What the exercise asks:
According to the news report on Pakistan hosting the 20th SAARC Summit, on what date will Sri Lanka's national cricket team play in Lahore?

Document extract:
President supports Pakistan to host 20th SAARC Summit

Pakistan’s Foreign Secretary, Tehmina Janjua. Picture by Saliya Rupasinghe

President Maithripala Sirisena has extended his support to Pakistan to host the 20th SAARC Summit meeting there.

Pakistan’s Foreign Secretary, Tehmina Janjua addressing the media at an event to launch the Sri Lanka-Pakistan Alumni Association yesterday thanked the President for his support and added that Pakistan looked to further strengthen ties with Sri Lanka over a vast area.

The visit of the Foreign Secretary to Sri Lanka came a day after Pakistan scored an important victory in the UN by securing a seat at the UN Human Rights Council. Being one of the 15 countries to be elected to the Council, Janjua once again thanked Sri Lanka for its support and vote to secure such a victory.

Another crucial win for Pakistan-Sri Lanka relations came in the field of sports with Sri Lanka Cricket (SLC) deciding that the national team will play in Lahore on October 26. This will be their first visit to Pakistan since being subject to a terrorist attack in 2009.

“We are delighted that the Sri Lankan team is visiting Lahore. Pakistanis will cheer the Sri Lankans as much as their own team. There are no security issues to be worried about”, Janjua said.

The events this week thus mark a closer relationship between the two countries and a win for Pakistani diplomacy. Sri Lanka opted out of the 19th SAARC Summit citing security reasons last year, other SAARC countries such as Bangladesh, Bhutan and Afghanistan soon followed suit. Tensions between Pakistan and India had led to India calling for a boycott of the Summit which was later indefinitely postponed.

Data excerpts:
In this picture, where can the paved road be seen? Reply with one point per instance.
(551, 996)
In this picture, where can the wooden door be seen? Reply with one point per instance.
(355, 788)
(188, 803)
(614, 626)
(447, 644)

Solution to this task:
October 26